> WHAT YOU NEED TO DO
Leave out the pictures and repeat everything else in the records exactly.

----- DATASET RECORDS -----

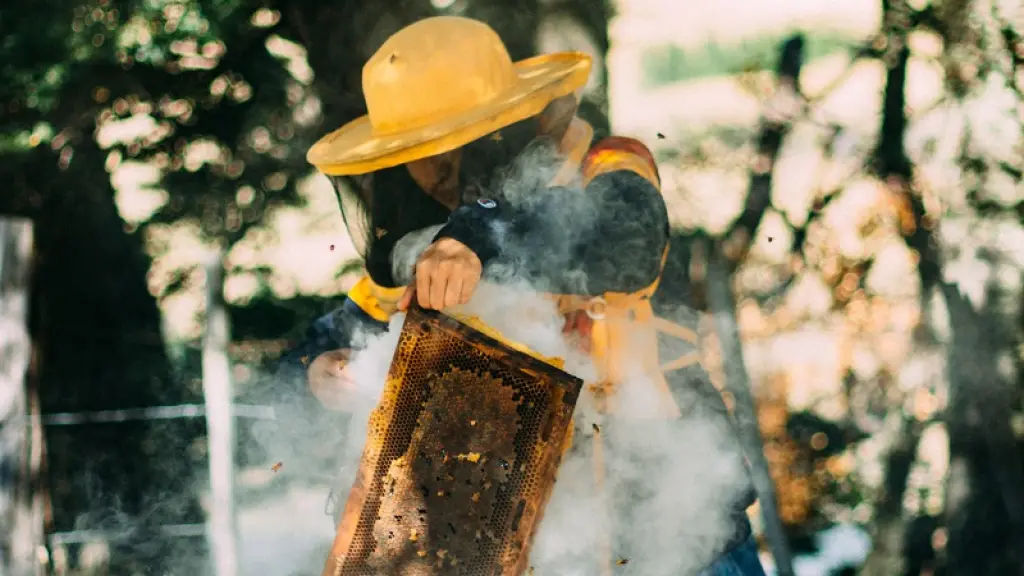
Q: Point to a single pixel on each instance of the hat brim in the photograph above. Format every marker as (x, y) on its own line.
(354, 150)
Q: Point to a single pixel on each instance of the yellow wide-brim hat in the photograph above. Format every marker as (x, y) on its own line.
(437, 85)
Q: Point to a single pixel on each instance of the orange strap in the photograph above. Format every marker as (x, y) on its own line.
(616, 153)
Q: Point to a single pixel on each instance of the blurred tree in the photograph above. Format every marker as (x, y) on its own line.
(223, 98)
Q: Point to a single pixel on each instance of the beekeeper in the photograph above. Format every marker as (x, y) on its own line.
(450, 115)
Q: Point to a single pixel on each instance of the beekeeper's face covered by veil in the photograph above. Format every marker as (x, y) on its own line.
(381, 208)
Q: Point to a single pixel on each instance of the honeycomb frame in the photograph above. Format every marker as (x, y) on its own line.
(461, 457)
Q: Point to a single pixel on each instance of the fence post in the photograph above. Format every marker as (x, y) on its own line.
(219, 422)
(20, 436)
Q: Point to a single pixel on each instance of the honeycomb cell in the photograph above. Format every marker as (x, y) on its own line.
(461, 456)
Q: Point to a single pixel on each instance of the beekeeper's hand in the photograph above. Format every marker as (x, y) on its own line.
(331, 380)
(446, 274)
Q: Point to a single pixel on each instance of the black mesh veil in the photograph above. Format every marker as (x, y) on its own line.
(381, 207)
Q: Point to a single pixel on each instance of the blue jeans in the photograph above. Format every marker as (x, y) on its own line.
(740, 561)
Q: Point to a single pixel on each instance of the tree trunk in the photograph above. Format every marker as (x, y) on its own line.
(984, 509)
(20, 519)
(100, 347)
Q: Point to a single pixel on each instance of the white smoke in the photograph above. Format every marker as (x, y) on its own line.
(671, 486)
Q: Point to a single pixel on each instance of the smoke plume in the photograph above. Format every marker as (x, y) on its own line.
(671, 486)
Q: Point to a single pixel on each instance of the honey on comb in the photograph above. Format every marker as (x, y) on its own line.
(461, 455)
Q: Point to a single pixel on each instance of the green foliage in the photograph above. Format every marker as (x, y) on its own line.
(670, 64)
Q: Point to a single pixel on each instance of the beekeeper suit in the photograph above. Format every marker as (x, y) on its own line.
(422, 183)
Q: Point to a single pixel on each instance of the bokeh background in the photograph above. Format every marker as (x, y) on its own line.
(853, 167)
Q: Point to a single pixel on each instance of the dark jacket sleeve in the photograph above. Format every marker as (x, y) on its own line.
(608, 237)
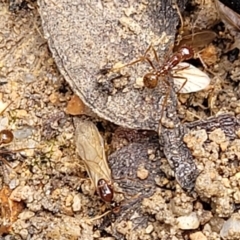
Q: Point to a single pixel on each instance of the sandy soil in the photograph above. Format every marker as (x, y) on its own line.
(46, 193)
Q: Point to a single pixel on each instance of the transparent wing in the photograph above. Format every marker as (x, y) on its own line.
(90, 147)
(195, 80)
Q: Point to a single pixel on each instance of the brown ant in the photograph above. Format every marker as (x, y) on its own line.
(150, 79)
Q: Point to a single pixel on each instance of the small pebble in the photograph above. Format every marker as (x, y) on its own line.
(142, 173)
(231, 228)
(76, 203)
(197, 236)
(188, 222)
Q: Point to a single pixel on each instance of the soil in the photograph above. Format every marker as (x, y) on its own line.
(46, 193)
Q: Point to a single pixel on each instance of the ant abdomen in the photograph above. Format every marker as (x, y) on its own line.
(150, 80)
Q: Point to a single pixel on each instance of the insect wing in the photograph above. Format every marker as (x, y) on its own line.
(188, 78)
(90, 147)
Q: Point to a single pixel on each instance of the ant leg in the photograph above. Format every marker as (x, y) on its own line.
(164, 104)
(181, 18)
(184, 83)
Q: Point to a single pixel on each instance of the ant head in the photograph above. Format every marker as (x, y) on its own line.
(187, 52)
(150, 80)
(6, 136)
(105, 190)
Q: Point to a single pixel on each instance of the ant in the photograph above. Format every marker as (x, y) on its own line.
(150, 79)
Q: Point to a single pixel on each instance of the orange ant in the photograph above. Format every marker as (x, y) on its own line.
(150, 80)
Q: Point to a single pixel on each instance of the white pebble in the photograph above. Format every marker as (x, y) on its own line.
(188, 222)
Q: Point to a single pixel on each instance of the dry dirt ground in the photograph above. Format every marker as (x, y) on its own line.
(46, 193)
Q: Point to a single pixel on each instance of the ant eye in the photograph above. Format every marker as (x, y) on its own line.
(6, 136)
(150, 80)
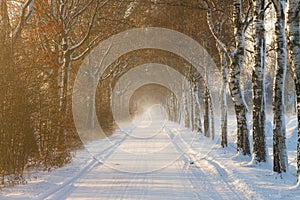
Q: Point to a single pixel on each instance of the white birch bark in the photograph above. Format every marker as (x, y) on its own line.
(279, 128)
(258, 84)
(236, 63)
(294, 46)
(223, 95)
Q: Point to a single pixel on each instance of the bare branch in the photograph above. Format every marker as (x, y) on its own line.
(24, 16)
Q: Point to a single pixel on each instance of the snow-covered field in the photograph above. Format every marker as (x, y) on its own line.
(168, 163)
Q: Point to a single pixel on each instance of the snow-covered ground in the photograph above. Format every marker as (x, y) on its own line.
(168, 163)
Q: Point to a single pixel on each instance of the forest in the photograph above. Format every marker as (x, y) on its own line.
(255, 45)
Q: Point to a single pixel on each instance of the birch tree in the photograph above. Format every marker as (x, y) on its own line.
(294, 46)
(279, 128)
(223, 95)
(236, 56)
(258, 84)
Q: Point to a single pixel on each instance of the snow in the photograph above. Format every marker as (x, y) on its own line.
(173, 163)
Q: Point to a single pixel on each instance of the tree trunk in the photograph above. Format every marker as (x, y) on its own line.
(237, 60)
(294, 44)
(206, 120)
(258, 84)
(198, 124)
(279, 131)
(224, 68)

-----

> EXERCISE RESPONSE
Q: Point to a single pixel on each instance of the hat brim in the photograph above. Format every marker as (x, y) on its own line.
(354, 150)
Q: Point to a single pixel on each instance of the yellow wide-brim hat in the photograph above. Format every marker as (x, y) on its own line.
(437, 85)
Q: Point to a single pixel on each instance of the orange strap in the photograph above. Format every marker as (x, y) on its own line.
(616, 153)
Q: Point to a single pixel on each instance of the blurred tree in the photograph above. Format every marker as (x, y) on its own line.
(223, 98)
Q: Point to a single pixel on each instance of the beekeeper in the photograph above. Format every marker as (x, y) on its own line.
(450, 115)
Q: Point to a single pixel on each instance of the beekeeper's face covered by veil in the photograph above. Format every marker as (x, y) on its own line.
(381, 208)
Q: Point to a single pixel on each instance of the honeycomb frame in the photograph above. Format every marker as (x, y) on its own line.
(461, 457)
Q: Point to a single pixel on each instance of the fence post in the photograph above. Format every marker as (x, y) on its own line.
(219, 422)
(20, 436)
Q: Point to a single pixel on each instance of the honeycomb cell in the photograph above. Format every marker as (x, y) on its own line.
(461, 456)
Q: Point to a single pixel on each instance of the beekeeper's hand in the photograph above. Format every marker as (x, y) on its own line.
(331, 380)
(446, 274)
Q: Point to a single pixel on each instance of the black mesh veil in the photograph above. Format every marker as (x, y) on its own line.
(381, 207)
Q: Point to a single pixel on each instance of the blue jeans in the photograph above. Format every marker as (x, y) on its own line.
(740, 561)
Q: Point to a single pixel on each instance of the tree trunk in the photograph above. Format every marker as (x, y) on its own line.
(984, 509)
(20, 519)
(100, 347)
Q: Point to a single pixel on each instance of the white smoke in the photograph above. Format every marker as (x, y) on its own line.
(671, 486)
Q: Point to a single pixel on each instance of the smoke plume in the photograph above. Format every marker as (x, y) on its own line.
(671, 486)
Q: Point to a single pixel on each instance of the honey on comb in the photograph above. Format every marker as (x, y) on its own line.
(461, 455)
Q: Point to a single pixel on each instance of the green foliage in the photograph above. Format every marker as (x, y) on its own line.
(670, 64)
Q: Point to a single pixel on each instance of the beekeeper suit in the photograph above. Format every marker as (x, y) on its own line.
(422, 183)
Q: Point to a single pixel on each instance of the bokeh background in the photograph above. Format every marker as (x, y) on its own line.
(853, 167)
Q: Point to a single pixel on each instance of the dark jacket sleeve in the photograph above. Format every marker as (x, y) on its own line.
(608, 237)
Q: Point to a single pixel on each instance of the sandy soil in the photograph above. Format every marker as (x, y) on its own line.
(46, 193)
Q: Point to a single pixel on each instance of the transparent wing in the photograph above. Format every marker as (x, y) on its own line.
(90, 147)
(195, 80)
Q: Point to a single pixel on each instance of the brown ant in the photograph above. Format every marker as (x, y) on its own line.
(150, 79)
Q: Point to a single pixel on each instance of the small pebble in the photograph above. Format every marker as (x, y) on its own line.
(142, 173)
(231, 228)
(76, 203)
(197, 236)
(188, 222)
Q: Point to a single pixel on each instance of the soil in the photograph above. Format every marker as (x, y) on its own line.
(46, 193)
Q: Point to a single pixel on each instance of the ant abdomen in the photograph above. Format every marker as (x, y) on its own line.
(150, 80)
Q: Point to a single pixel on each instance of the insect wing in the photograph above. Format every marker as (x, y) on its own line.
(188, 78)
(90, 147)
Q: Point to a single pixel on each instance of the ant leg in the photograph above. Format every marker as (x, y) on its own line.
(164, 104)
(181, 18)
(184, 83)
Q: Point to a single pixel on each instance of the ant head in the photograph above. Format every marker as (x, y) on its own line.
(187, 52)
(150, 80)
(6, 136)
(105, 190)
Q: Point to a single pixel on each instance of the ant in the photograph above. Format every marker as (x, y) on its own line.
(150, 79)
Q: Point to a single pixel on each instance of the orange ant in the photograph above. Format every marker as (x, y) on its own line.
(150, 80)
Q: Point to a single pixel on each instance of the white pebble in the photograph above. Format every marker as (x, y) on its own line.
(188, 222)
Q: Point to a single pixel on each instance of the dry dirt ground in the photograph above. Format every marker as (x, y) on its own line.
(46, 193)
Q: Point to a single pixel on each instance of the ant eye in the photograph above. Format every marker as (x, y) on its own line.
(6, 136)
(150, 80)
Q: Point to a single pixel on each instance of the white birch bark in the photograph above. Format every marker as (x, y) on its own line.
(279, 128)
(258, 84)
(236, 63)
(294, 46)
(223, 95)
Q: Point to a single pixel on each instance of the bare branch in the photograph above. Format every marker as (x, y) on its own line.
(24, 16)
Q: Point to a single pixel on each instance of the snow-covered field in the photograph above. Format every marker as (x, y) on its own line.
(168, 163)
Q: Point to a single pixel on each instance of the snow-covered ground in the photograph above. Format every marker as (x, y) on its own line.
(168, 163)
Q: Point to a single pixel on each instance of the forest in the photograph above. Format every marker as (x, y) on its own line.
(255, 45)
Q: Point to a single pixel on each instance of the birch tree in the photograph above. Format every marker as (x, y) on its own line.
(294, 46)
(279, 128)
(223, 95)
(236, 56)
(258, 84)
Q: Point to a single pixel on each instance of the snow in the photograph above. Format every marker as (x, y) on its own line.
(173, 163)
Q: Point to a single pixel on each instance of the tree trunk in the photograph above. Format every marker as (x, y) on its own line.
(237, 60)
(294, 44)
(206, 120)
(258, 84)
(198, 124)
(279, 131)
(224, 68)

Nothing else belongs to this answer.